**YOUR TASK**
Write out the records word for word, with no pictures.

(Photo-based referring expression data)
Segment Open
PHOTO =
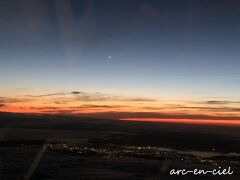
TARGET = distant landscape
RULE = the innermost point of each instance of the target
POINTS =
(70, 147)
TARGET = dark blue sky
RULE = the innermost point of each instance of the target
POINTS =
(169, 49)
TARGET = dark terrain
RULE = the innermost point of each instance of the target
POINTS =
(67, 147)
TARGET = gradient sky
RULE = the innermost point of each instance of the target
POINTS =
(126, 58)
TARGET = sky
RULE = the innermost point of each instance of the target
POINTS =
(121, 59)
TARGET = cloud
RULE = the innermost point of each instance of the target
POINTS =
(93, 106)
(118, 115)
(76, 92)
(46, 95)
(218, 102)
(6, 100)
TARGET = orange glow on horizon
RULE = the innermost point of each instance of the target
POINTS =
(188, 121)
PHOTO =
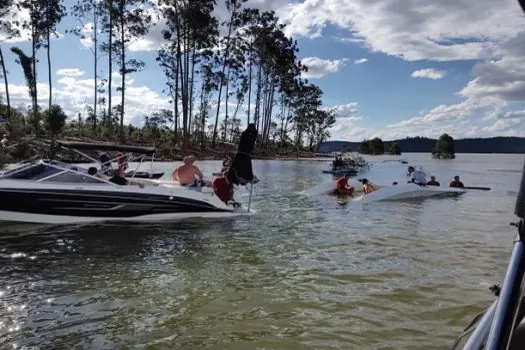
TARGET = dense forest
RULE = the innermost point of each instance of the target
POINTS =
(426, 145)
(244, 60)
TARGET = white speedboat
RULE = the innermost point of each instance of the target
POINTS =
(405, 191)
(52, 192)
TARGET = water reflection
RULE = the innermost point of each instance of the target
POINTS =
(303, 272)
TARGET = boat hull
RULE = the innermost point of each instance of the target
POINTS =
(24, 201)
(409, 191)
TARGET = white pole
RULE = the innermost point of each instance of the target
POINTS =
(250, 199)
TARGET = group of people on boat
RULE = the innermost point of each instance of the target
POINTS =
(342, 187)
(416, 176)
(419, 177)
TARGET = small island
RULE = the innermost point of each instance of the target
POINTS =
(444, 148)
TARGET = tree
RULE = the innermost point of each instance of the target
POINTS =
(26, 63)
(54, 120)
(394, 149)
(89, 13)
(9, 30)
(131, 22)
(444, 148)
(52, 14)
(374, 146)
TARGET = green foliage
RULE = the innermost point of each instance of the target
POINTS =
(54, 119)
(394, 149)
(374, 146)
(444, 148)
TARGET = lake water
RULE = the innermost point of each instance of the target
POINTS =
(303, 273)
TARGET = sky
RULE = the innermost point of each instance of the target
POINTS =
(389, 68)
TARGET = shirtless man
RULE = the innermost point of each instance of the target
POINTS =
(185, 173)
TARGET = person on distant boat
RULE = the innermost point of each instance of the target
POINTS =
(433, 181)
(188, 174)
(342, 187)
(456, 183)
(94, 172)
(417, 176)
(224, 190)
(367, 187)
(122, 164)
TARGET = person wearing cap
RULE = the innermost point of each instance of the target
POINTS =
(342, 187)
(367, 187)
(188, 174)
(457, 183)
(433, 181)
(417, 176)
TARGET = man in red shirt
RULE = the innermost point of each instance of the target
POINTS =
(223, 189)
(342, 187)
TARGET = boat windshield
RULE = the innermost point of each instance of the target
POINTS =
(44, 172)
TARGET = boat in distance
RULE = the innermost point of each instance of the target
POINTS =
(52, 192)
(406, 192)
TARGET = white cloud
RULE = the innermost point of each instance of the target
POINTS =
(318, 67)
(74, 94)
(70, 72)
(345, 111)
(429, 73)
(412, 30)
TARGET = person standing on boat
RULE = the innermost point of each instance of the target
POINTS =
(188, 174)
(342, 187)
(417, 176)
(433, 181)
(456, 183)
(367, 187)
(224, 190)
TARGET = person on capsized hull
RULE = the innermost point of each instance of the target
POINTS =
(342, 187)
(367, 187)
(456, 183)
(433, 181)
(416, 176)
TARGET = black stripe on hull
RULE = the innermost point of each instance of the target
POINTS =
(84, 203)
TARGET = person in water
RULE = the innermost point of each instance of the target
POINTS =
(456, 183)
(188, 174)
(433, 181)
(367, 187)
(417, 176)
(224, 190)
(342, 187)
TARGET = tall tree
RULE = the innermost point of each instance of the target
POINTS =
(53, 12)
(89, 13)
(192, 31)
(232, 24)
(26, 63)
(8, 30)
(33, 25)
(131, 22)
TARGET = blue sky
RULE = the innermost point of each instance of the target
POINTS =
(389, 68)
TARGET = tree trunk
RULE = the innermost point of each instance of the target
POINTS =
(110, 64)
(6, 83)
(35, 92)
(123, 66)
(249, 88)
(49, 69)
(95, 20)
(226, 105)
(224, 65)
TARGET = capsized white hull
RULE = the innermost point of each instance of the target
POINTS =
(9, 216)
(407, 191)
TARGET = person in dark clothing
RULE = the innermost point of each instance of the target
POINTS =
(433, 181)
(241, 172)
(456, 183)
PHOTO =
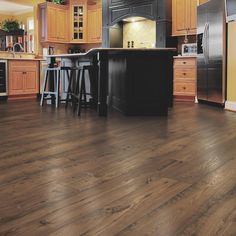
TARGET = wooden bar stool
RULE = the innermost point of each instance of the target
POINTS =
(77, 92)
(53, 93)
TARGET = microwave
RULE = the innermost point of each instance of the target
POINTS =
(189, 49)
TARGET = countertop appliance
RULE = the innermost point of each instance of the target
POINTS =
(3, 78)
(211, 60)
(230, 10)
(189, 49)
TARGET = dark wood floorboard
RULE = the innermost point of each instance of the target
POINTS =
(124, 176)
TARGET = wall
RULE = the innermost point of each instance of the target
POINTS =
(20, 18)
(231, 70)
(143, 33)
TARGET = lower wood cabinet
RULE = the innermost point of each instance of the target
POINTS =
(23, 77)
(185, 78)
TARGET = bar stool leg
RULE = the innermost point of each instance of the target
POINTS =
(57, 88)
(44, 88)
(80, 92)
(83, 91)
(76, 91)
(69, 90)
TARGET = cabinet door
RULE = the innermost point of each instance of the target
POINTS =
(30, 82)
(61, 25)
(52, 24)
(79, 22)
(16, 82)
(179, 17)
(191, 16)
(202, 1)
(95, 25)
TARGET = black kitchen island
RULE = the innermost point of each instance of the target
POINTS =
(133, 81)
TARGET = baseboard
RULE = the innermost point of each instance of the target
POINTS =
(231, 106)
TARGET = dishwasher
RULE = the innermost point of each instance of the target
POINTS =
(3, 79)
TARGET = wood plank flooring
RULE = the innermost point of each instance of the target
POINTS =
(124, 176)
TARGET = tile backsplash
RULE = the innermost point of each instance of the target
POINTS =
(142, 33)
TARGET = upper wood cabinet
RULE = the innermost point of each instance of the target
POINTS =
(94, 24)
(78, 21)
(202, 1)
(184, 17)
(53, 20)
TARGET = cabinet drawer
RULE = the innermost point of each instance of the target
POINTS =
(185, 62)
(182, 87)
(185, 73)
(23, 64)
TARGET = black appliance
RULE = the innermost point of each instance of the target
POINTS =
(230, 10)
(211, 60)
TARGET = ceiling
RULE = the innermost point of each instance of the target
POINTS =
(13, 8)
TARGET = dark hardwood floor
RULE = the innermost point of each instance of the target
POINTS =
(127, 176)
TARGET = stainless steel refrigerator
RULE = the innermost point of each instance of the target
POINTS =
(211, 59)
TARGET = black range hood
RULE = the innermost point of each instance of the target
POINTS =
(115, 11)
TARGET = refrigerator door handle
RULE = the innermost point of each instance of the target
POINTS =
(204, 43)
(207, 42)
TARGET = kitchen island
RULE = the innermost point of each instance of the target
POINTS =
(133, 81)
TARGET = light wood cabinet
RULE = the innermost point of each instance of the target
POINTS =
(185, 79)
(54, 21)
(23, 77)
(184, 17)
(95, 25)
(78, 22)
(202, 1)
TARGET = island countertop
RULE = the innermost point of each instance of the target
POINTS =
(95, 50)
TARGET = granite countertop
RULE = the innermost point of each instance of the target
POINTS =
(94, 50)
(21, 59)
(179, 56)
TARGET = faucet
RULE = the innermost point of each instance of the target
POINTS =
(14, 49)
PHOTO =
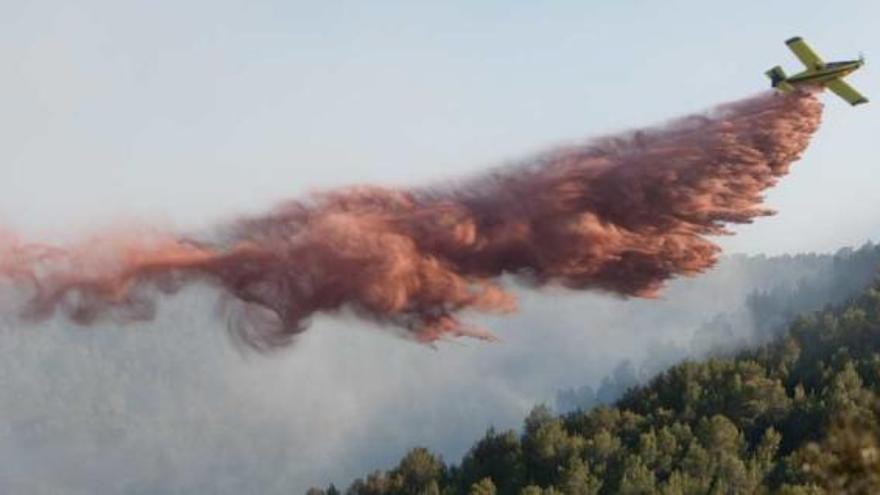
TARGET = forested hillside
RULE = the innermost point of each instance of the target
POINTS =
(796, 415)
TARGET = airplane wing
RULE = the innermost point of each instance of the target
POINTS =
(804, 53)
(842, 89)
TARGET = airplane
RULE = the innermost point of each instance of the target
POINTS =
(819, 73)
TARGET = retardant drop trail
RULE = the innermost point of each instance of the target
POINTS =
(621, 214)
Segment Closed
**SOLUTION**
PHOTO =
TARGET = distant landscape
RULE = the innermost point of each instance of the target
POINTS =
(70, 147)
TARGET = dark blue sky
RULE = the innermost point of each instance of the target
POINTS =
(169, 49)
TARGET = dark terrain
RULE = the innermost point of each instance of the target
POINTS =
(67, 147)
TARGET = gradient sky
RULE = the innermost point of each instance of the target
POINTS =
(126, 58)
TARGET = sky
RULE = the innermost point of each instance of the target
POINTS =
(121, 59)
TARGET = cloud
RULE = the innermost point of each instance of the target
POINTS =
(93, 106)
(118, 115)
(76, 92)
(46, 95)
(218, 102)
(6, 100)
TARGET = orange glow on horizon
RULE = the innermost point of each instance of the target
POINTS =
(188, 121)
PHOTO =
TARGET = dense forest
RULE = the innermost point of each instance of the target
POINTS =
(426, 145)
(244, 60)
TARGET = white speedboat
RULE = the innermost point of each instance of the target
POINTS =
(405, 191)
(52, 192)
TARGET = water reflection
RULE = the innermost point of each instance of the target
POINTS =
(303, 272)
TARGET = boat hull
RULE = the innermost point of each instance of the target
POINTS =
(24, 201)
(409, 191)
TARGET = white pole
RULE = the innermost point of each instance of the target
POINTS =
(250, 199)
TARGET = group of people on boat
RULE = the innermost point of each instance of the target
POINTS =
(342, 187)
(416, 176)
(419, 177)
TARGET = small island
RULE = the innermost point of each instance of the target
POINTS =
(444, 148)
TARGET = tree
RULE = the innermost point of each instance of the target
POINTS =
(26, 63)
(54, 120)
(394, 149)
(89, 13)
(9, 30)
(131, 22)
(444, 148)
(52, 14)
(374, 146)
TARGET = green foliage
RULE = the innermost point of each instance of the target
POINTS =
(54, 119)
(394, 149)
(374, 146)
(444, 148)
TARGET = lake water
RULE = the innermost point of each instance of the target
POINTS =
(303, 273)
TARGET = sky
RULE = the innermost point of each instance of the target
POINTS =
(389, 68)
TARGET = shirtless man
RULE = the innermost point of each instance of the target
POINTS =
(185, 173)
TARGET = person on distant boat
RULE = the innermost point of each instance of the target
POINTS =
(433, 181)
(188, 174)
(342, 187)
(456, 183)
(94, 172)
(417, 176)
(224, 190)
(367, 187)
(122, 164)
TARGET = person wearing cap
RULE = the innermost point of each instance of the target
POINTS =
(342, 187)
(367, 187)
(188, 174)
(457, 183)
(433, 181)
(417, 176)
TARGET = man in red shirt
RULE = the innermost point of each instance of the target
POINTS =
(223, 189)
(342, 187)
TARGET = boat windshield
RULE = the innermost point of each instance of the target
POINTS =
(44, 172)
TARGET = boat in distance
RULE = the innermost point of each instance of the target
POINTS =
(52, 192)
(406, 192)
TARGET = white cloud
RULE = the innermost point of each instance of the target
POINTS =
(318, 67)
(74, 94)
(70, 72)
(345, 111)
(429, 73)
(412, 30)
TARGET = person standing on boat
RULE = the innermost point of each instance of the target
POINTS =
(188, 174)
(342, 187)
(417, 176)
(433, 181)
(456, 183)
(367, 187)
(224, 190)
TARGET = person on capsized hull
RULE = the innermost point of each instance of the target
POINTS =
(342, 187)
(367, 187)
(456, 183)
(433, 181)
(416, 176)
TARGET = black stripe on hull
RULE = the innermost point of each instance of the target
POINTS =
(84, 203)
TARGET = person in water
RULE = the innermost point of each instance of the target
POINTS =
(456, 183)
(188, 174)
(433, 181)
(367, 187)
(417, 176)
(224, 190)
(342, 187)
TARGET = tall tree
RULE = the innermost point of each instance of the target
POINTS =
(53, 12)
(89, 13)
(192, 31)
(232, 24)
(26, 63)
(8, 30)
(33, 25)
(131, 22)
TARGET = blue sky
RULE = the innermost point of each instance of the target
POINTS =
(389, 68)
TARGET = tree trunk
RULE = the innermost point of each instance of the target
POINTS =
(110, 64)
(6, 83)
(35, 92)
(123, 66)
(249, 88)
(49, 69)
(95, 20)
(226, 105)
(224, 65)
TARGET = capsized white hull
RULE = the innermost point of each instance of the target
POINTS =
(9, 216)
(407, 191)
TARGET = person in dark clothing
RULE = the innermost point of each instance of the target
POINTS =
(433, 181)
(241, 172)
(456, 183)
PHOTO =
TARGET = wooden bar stool
RULE = the innermost point of each instance of the target
POINTS =
(77, 92)
(53, 93)
TARGET = microwave
RULE = the innermost point of each instance of the target
POINTS =
(189, 49)
TARGET = countertop appliance
RULE = the innermost point of each instance of the target
POINTS =
(3, 78)
(211, 60)
(230, 10)
(189, 49)
TARGET = dark wood floorboard
RULE = the innermost point of each instance of the target
POINTS =
(124, 176)
TARGET = wall
RULE = the innermost point of each instance of the target
POINTS =
(20, 18)
(231, 70)
(143, 33)
TARGET = lower wood cabinet
RULE = the innermost point of each instance of the target
POINTS =
(23, 77)
(185, 78)
TARGET = bar stool leg
RULE = the innermost point of each instance of the target
POINTS =
(57, 88)
(44, 88)
(80, 92)
(83, 91)
(76, 91)
(69, 90)
TARGET = cabinet door
RULE = the innermost point of each instance of the target
POINTS =
(30, 82)
(61, 25)
(52, 24)
(79, 22)
(16, 82)
(179, 17)
(191, 16)
(202, 1)
(95, 25)
TARGET = black kitchen island
RULE = the innermost point of each instance of the target
POINTS =
(133, 81)
TARGET = baseboard
RULE = the innermost point of each instance of the target
POINTS =
(231, 106)
TARGET = dishwasher
RULE = the innermost point of each instance of the target
POINTS =
(3, 79)
TARGET = wood plank flooring
RULE = the innermost point of each instance of the target
POINTS =
(124, 176)
TARGET = tile backsplash
RULE = the innermost point of each instance of the target
POINTS =
(142, 33)
TARGET = upper wood cabinet
RULE = the innermost point of each instance of the target
POINTS =
(94, 24)
(78, 21)
(202, 1)
(184, 17)
(53, 20)
TARGET = cabinet drawer
RULE = the innermost point of each instance of the target
POINTS =
(185, 62)
(182, 87)
(185, 73)
(23, 64)
TARGET = black appliance
RULE = the innermost point of each instance of the target
POINTS =
(230, 10)
(211, 60)
TARGET = ceiling
RULE = the innermost point of each instance of the target
POINTS =
(13, 8)
TARGET = dark hardwood floor
RULE = the innermost point of each instance of the target
POINTS =
(127, 176)
TARGET = stainless steel refrigerator
RULE = the innermost point of each instance of the target
POINTS =
(211, 59)
TARGET = black range hood
RULE = the innermost point of each instance of the target
POINTS =
(115, 11)
TARGET = refrigerator door handle
RULE = the innermost point of each instance of the target
POINTS =
(204, 43)
(207, 42)
TARGET = kitchen island
RULE = the innermost point of each instance of the target
POINTS =
(133, 81)
TARGET = light wood cabinet
RULE = the innermost point of each instance of the target
POINTS =
(185, 79)
(54, 21)
(23, 77)
(184, 17)
(95, 25)
(78, 22)
(202, 1)
TARGET = island countertop
RULE = the innermost point of each instance of the target
POINTS =
(95, 50)
TARGET = granite countertop
RULE = the innermost point of each instance of the target
POINTS =
(94, 50)
(21, 59)
(179, 56)
TARGET = faucet
RULE = the innermost point of each instance of the target
POINTS =
(14, 49)
PHOTO =
TARGET = forested hillside
RULE = the innermost point of each instance of the target
POINTS =
(796, 415)
TARGET = airplane wing
RULE = the innermost point of each instance of the target
POINTS =
(804, 53)
(842, 89)
TARGET = airplane
RULE = the innermost point of each instance of the target
POINTS =
(819, 73)
TARGET = retardant drop trail
RULE = the innermost point of each instance of the target
POINTS =
(621, 214)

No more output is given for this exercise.